▶ Text
* * * * * * * * *

Nance S. says, “…[my helmet cover] keeps the rain from dripping down my head to my neck and inside my jacket. I hate that slow rain drip. The helmet cover is bright yellow for visibility, reflective and stays dry underneath. I use it more for cold days to keep a little heat in …”
- A cycling cap underneath your helmet, helps keep your head warm and has a bill that reduces the amount of rain on your face and glasses – improving your ability to see. A baseball cap also does the job (also worn under your helmet).
- If the temperatures are especially low you may want a headband to keep your ears warm or a thin skullcap for additional insulation.
Torso: Layers and Waterproof Shell
Not all rain jackets are the same. Water-resistant will be more breathable but not as effective keeping you dry as waterproof. Some fabrics “breathe” while others do not. Some have zippers/vents which allows heat/moisture to escape (this is good). Newer fabrics are available that are waterproof and breathe. An example is the Showers Pass Elite 2.1 jacket. It is currently my favorite jacket – waterproof, zipper vents and it comes in pink!
- Melanie W. cautions, “Rain resistant is not rain proof. The wind you create [while biking] can drive the water into the fabric if it’s not truly rain proof.”
- Diana D. says, “Being wet is inevitable. Being cold and wet really sucks; being warm and wet is not so bad. Wool layers help a lot. Or other fancy insulating-when-wet fabrics.”
- After purchasing three rain jackets, Nance S. reflects, “If I did it all over again, I would have spent the money purchasing the right gear to begin with … Quality gear is an investment that lasts for years.”

* * * * * * * * *

▶ Provided material

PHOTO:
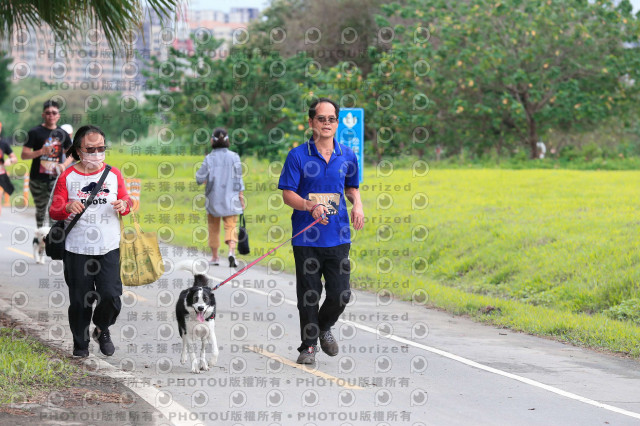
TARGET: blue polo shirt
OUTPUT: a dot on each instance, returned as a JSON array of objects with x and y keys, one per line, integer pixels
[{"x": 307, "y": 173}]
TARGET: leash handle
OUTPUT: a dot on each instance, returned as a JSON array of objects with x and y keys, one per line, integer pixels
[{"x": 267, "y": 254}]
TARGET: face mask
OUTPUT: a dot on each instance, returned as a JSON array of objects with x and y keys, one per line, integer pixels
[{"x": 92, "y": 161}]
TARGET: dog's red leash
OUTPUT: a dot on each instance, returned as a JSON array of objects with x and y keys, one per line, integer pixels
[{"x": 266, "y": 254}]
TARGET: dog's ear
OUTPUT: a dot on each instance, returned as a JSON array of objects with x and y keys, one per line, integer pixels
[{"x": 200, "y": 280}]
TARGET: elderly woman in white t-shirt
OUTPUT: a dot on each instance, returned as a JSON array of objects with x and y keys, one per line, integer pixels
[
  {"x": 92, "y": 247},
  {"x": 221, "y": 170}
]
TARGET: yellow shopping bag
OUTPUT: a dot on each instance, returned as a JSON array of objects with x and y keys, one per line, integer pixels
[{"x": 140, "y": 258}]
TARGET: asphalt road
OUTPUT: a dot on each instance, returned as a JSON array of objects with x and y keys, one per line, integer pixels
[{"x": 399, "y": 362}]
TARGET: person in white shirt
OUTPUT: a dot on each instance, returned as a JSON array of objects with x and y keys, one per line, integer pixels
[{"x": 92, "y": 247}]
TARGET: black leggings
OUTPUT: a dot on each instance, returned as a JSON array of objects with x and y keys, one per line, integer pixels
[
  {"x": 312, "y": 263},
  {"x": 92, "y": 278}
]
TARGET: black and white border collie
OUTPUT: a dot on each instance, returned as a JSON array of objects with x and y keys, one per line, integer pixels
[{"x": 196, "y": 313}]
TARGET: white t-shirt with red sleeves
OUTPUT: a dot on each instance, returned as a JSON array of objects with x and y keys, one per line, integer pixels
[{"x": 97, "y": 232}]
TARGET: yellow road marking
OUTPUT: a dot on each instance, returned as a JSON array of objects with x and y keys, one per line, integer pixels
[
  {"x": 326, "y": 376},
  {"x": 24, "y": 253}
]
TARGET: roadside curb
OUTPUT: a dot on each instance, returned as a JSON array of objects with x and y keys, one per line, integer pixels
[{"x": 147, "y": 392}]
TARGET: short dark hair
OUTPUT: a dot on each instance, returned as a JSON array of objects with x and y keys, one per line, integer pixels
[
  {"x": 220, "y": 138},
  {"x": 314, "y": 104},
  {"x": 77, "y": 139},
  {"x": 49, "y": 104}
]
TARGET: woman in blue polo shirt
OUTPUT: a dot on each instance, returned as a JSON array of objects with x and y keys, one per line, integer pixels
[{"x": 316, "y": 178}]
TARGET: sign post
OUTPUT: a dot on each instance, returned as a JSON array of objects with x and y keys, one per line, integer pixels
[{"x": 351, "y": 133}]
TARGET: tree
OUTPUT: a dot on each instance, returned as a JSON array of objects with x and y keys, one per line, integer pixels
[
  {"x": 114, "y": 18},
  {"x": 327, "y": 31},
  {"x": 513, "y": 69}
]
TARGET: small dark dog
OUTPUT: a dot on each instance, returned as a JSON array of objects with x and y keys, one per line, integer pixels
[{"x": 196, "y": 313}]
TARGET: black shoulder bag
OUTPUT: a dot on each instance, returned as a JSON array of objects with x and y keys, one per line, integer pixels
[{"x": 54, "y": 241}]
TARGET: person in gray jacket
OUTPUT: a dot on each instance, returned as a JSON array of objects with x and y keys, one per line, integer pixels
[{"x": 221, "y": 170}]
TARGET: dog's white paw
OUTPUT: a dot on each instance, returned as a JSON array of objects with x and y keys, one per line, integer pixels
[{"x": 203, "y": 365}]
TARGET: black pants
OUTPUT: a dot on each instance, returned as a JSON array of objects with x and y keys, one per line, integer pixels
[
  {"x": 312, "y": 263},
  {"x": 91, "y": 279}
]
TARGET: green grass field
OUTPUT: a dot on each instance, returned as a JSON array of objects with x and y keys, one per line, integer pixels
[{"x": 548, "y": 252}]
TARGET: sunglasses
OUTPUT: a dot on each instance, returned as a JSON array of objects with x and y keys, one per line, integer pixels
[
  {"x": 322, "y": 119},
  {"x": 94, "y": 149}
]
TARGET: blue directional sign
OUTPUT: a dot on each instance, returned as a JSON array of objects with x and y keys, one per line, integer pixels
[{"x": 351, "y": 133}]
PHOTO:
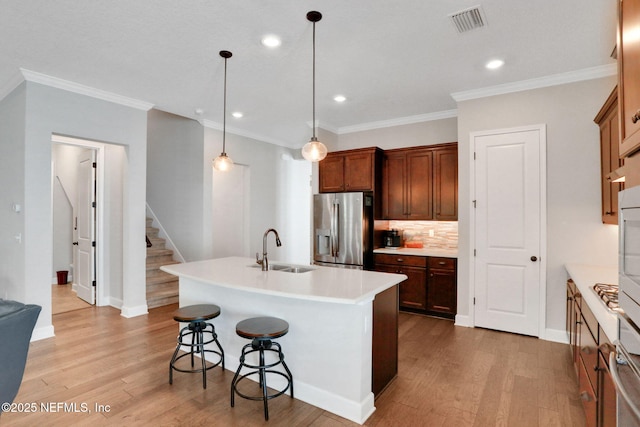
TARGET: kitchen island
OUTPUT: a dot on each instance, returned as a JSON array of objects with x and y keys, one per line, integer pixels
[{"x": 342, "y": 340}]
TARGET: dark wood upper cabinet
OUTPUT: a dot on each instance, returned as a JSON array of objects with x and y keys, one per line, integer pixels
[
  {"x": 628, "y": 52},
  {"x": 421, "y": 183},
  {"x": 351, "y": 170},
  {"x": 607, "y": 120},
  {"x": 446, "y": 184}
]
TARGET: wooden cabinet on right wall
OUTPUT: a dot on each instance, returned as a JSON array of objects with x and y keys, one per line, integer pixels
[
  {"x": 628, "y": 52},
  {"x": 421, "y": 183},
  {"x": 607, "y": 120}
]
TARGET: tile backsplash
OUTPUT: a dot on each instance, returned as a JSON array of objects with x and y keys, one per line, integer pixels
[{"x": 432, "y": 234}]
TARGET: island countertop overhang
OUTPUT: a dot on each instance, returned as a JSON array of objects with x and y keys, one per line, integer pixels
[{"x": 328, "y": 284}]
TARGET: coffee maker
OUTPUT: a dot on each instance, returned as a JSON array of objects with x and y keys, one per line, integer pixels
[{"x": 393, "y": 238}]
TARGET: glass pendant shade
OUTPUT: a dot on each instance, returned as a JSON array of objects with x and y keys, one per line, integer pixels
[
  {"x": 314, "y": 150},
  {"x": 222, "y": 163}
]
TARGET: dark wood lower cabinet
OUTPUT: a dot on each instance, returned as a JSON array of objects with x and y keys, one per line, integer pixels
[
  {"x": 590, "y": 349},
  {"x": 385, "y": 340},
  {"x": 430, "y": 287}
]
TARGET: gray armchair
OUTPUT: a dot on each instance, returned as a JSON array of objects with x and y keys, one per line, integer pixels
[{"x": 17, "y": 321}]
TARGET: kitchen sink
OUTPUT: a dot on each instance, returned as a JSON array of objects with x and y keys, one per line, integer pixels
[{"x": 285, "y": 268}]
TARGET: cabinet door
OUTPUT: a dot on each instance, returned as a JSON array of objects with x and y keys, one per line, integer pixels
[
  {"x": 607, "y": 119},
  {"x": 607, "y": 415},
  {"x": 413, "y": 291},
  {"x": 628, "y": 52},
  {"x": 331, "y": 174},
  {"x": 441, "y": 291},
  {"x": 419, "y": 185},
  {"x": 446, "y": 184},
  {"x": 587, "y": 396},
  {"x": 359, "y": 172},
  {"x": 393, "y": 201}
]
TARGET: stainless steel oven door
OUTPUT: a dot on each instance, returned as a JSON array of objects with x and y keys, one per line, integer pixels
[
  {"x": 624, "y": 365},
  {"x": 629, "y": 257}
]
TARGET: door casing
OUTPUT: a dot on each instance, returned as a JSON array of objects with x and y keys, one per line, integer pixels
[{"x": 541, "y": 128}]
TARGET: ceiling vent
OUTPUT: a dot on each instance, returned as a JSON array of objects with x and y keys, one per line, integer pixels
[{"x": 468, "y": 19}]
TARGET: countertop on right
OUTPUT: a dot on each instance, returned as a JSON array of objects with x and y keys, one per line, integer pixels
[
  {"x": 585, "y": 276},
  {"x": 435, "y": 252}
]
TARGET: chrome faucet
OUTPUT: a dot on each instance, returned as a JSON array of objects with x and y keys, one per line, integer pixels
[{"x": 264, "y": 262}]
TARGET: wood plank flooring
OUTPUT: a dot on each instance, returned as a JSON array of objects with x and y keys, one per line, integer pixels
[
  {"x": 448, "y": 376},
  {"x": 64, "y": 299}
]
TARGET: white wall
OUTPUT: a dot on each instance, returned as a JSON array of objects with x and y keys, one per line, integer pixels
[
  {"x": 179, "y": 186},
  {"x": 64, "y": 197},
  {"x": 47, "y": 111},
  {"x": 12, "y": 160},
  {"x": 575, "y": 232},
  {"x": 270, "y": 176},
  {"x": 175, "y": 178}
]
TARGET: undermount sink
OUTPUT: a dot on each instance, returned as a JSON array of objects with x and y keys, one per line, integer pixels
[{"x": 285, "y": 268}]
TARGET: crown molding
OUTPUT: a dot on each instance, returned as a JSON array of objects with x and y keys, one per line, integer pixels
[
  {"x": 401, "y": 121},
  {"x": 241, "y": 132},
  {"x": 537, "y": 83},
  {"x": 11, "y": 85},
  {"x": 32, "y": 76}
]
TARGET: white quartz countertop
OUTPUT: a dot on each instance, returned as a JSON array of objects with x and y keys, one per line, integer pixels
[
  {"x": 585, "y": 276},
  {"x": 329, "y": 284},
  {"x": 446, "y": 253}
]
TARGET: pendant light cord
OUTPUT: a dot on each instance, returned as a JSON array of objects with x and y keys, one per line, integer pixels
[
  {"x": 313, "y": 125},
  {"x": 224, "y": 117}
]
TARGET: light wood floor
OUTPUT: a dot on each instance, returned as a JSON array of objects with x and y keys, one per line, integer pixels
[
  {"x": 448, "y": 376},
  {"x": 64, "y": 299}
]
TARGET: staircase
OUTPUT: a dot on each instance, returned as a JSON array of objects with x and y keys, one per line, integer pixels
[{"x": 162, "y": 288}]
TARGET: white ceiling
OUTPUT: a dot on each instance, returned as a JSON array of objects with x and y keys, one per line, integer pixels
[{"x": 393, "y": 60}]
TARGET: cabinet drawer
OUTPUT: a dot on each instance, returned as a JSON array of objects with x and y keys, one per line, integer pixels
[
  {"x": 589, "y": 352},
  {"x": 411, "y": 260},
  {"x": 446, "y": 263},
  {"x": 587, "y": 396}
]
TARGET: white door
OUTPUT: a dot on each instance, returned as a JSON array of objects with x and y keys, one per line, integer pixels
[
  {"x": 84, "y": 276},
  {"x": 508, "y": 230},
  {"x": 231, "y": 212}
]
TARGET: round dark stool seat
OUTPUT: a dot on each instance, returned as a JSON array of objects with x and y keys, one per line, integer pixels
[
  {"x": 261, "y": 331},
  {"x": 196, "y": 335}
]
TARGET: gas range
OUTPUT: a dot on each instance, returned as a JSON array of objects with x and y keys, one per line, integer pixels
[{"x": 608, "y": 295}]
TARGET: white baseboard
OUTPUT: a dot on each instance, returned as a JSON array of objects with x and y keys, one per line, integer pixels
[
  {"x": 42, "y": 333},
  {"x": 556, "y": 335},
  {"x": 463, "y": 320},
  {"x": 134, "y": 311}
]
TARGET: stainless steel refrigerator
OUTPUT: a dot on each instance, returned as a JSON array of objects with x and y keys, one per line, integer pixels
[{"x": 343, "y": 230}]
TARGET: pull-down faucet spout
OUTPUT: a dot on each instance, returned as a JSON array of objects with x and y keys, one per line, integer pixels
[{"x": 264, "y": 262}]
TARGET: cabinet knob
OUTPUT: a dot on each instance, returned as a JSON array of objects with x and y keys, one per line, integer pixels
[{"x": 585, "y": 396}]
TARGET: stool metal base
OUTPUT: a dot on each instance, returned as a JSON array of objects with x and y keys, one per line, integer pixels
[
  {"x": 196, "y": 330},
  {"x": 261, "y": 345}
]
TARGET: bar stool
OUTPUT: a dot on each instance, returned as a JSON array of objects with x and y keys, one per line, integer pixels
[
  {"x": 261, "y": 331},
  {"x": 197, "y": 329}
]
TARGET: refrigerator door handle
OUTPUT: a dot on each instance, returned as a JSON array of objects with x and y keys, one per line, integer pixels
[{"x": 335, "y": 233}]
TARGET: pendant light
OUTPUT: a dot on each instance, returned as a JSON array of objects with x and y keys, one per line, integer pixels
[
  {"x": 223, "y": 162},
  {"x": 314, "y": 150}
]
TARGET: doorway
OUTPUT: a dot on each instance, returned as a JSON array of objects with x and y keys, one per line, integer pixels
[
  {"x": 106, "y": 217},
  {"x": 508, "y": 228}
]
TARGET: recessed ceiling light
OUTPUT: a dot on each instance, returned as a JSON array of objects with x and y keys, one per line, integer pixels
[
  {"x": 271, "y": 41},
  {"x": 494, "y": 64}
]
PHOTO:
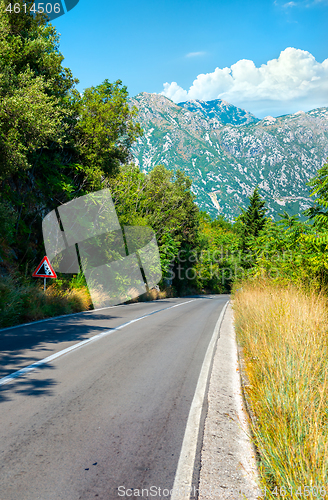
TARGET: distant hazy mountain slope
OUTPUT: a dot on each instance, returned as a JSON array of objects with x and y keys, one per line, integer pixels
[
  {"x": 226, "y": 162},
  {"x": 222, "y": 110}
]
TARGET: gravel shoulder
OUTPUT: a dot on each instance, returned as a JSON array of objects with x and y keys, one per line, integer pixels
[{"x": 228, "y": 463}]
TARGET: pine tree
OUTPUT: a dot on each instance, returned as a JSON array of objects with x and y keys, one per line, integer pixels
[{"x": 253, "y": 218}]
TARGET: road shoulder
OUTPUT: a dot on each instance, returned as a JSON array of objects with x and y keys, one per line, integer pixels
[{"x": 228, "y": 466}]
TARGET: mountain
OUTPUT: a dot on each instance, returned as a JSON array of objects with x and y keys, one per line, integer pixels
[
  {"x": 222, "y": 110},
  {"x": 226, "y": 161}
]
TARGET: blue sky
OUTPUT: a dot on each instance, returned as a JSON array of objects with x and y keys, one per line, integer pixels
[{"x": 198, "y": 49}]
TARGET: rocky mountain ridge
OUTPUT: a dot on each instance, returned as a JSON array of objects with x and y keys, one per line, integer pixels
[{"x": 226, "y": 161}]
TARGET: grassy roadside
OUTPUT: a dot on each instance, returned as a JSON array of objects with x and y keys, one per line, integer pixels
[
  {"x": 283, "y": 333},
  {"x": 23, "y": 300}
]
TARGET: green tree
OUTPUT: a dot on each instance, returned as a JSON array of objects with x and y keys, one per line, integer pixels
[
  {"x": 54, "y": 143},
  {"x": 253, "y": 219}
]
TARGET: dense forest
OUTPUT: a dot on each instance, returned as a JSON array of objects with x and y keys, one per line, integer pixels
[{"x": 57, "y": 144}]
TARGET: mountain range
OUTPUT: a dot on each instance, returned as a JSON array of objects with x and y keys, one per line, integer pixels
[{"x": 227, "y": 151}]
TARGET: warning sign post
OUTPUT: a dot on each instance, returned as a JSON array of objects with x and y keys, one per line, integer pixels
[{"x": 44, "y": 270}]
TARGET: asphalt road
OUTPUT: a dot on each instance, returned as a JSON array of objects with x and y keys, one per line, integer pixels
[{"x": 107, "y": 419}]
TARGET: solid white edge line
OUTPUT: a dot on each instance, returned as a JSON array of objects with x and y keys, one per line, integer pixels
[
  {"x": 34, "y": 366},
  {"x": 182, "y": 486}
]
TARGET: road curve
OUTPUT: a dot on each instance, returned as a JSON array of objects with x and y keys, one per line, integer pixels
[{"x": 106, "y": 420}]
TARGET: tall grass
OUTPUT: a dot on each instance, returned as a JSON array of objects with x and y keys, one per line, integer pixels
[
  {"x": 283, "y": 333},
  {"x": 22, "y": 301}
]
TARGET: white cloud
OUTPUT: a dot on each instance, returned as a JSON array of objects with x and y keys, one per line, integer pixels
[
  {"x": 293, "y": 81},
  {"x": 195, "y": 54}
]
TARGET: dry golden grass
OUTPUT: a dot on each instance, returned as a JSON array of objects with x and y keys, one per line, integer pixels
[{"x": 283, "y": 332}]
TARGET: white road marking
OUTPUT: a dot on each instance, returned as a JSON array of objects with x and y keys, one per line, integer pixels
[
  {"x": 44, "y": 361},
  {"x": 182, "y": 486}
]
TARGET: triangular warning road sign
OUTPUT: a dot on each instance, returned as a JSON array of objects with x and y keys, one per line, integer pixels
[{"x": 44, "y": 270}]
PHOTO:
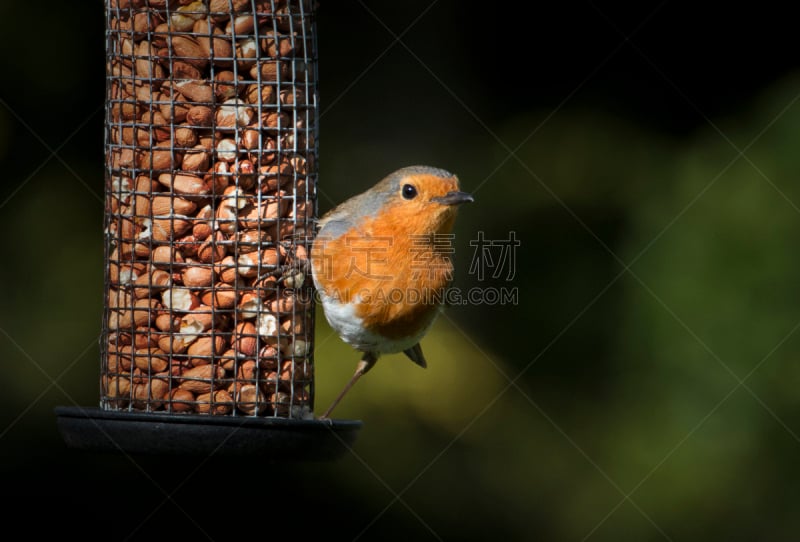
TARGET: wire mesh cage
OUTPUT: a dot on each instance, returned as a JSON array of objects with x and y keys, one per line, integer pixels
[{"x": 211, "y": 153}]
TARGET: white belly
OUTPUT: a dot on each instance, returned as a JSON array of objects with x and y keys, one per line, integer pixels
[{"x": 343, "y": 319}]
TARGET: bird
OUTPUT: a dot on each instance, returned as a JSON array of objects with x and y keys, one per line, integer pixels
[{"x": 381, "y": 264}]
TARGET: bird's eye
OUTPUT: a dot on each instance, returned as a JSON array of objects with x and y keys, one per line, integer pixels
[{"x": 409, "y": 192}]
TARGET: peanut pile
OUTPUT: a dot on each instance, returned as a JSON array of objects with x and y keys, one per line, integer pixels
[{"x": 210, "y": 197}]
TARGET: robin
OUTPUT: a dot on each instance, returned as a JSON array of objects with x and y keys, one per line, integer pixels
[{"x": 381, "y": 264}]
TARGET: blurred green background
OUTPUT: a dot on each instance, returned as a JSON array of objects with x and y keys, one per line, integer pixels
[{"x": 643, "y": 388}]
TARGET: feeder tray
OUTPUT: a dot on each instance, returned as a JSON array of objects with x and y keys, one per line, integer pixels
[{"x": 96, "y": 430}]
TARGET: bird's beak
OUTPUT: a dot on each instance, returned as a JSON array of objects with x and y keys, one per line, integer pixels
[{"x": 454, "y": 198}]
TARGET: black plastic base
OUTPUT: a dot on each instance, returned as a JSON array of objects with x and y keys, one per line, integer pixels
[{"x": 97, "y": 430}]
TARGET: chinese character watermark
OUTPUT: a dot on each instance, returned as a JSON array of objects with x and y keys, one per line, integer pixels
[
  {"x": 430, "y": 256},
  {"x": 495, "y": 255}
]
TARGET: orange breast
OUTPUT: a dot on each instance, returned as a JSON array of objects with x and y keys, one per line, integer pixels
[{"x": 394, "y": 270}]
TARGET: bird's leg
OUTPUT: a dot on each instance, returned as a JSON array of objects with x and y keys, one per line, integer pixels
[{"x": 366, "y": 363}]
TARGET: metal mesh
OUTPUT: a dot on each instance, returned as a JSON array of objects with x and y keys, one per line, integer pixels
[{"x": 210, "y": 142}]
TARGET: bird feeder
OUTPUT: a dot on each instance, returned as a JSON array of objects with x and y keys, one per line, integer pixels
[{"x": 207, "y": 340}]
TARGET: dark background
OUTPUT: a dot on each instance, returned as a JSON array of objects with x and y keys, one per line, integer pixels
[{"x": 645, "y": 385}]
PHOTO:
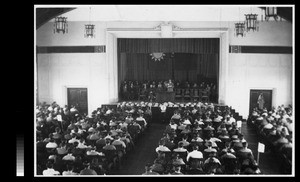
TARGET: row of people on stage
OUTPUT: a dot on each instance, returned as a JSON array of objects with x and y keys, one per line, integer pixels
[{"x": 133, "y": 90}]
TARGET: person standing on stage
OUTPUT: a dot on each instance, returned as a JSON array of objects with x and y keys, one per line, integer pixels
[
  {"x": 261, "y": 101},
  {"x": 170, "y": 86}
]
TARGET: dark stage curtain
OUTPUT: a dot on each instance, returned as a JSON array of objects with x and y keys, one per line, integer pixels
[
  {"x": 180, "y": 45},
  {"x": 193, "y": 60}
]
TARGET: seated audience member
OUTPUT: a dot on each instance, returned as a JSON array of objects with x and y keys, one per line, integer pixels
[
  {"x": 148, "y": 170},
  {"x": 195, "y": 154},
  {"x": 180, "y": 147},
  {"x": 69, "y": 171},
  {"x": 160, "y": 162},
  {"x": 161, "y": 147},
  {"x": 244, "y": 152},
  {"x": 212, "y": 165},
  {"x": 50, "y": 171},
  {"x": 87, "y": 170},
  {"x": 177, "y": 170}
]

* * * * * * * * *

▶ To do
1. In the text on cycling rain gear, copy the passage from "Torso: Layers and" to "comes in pink!".
2. Rewrite the paragraph of the text on cycling rain gear that begins "Not all rain jackets are the same" as a short list, keeping its main facts.

▶ Responses by task
1.
Torso: Layers and Waterproof Shell
Not all rain jackets are the same. Water-resistant will be more breathable but not as effective keeping you dry as waterproof. Some fabrics “breathe” while others do not. Some have zippers/vents which allows heat/moisture to escape (this is good). Newer fabrics are available that are waterproof and breathe. An example is the Showers Pass Elite 2.1 jacket. It is currently my favorite jacket – waterproof, zipper vents and it comes in pink!

2.
- Rain jackets differ from one another.
- Water-resistant jackets breathe better but keep you less dry than waterproof ones.
- Some fabrics breathe and others do not.
- Zippers or vents are good because they let heat and moisture escape.
- Newer fabrics are both waterproof and breathable.
- One example is the Showers Pass Elite 2.1 jacket. It is waterproof, has zipper vents, comes in pink and is the writer's current favorite.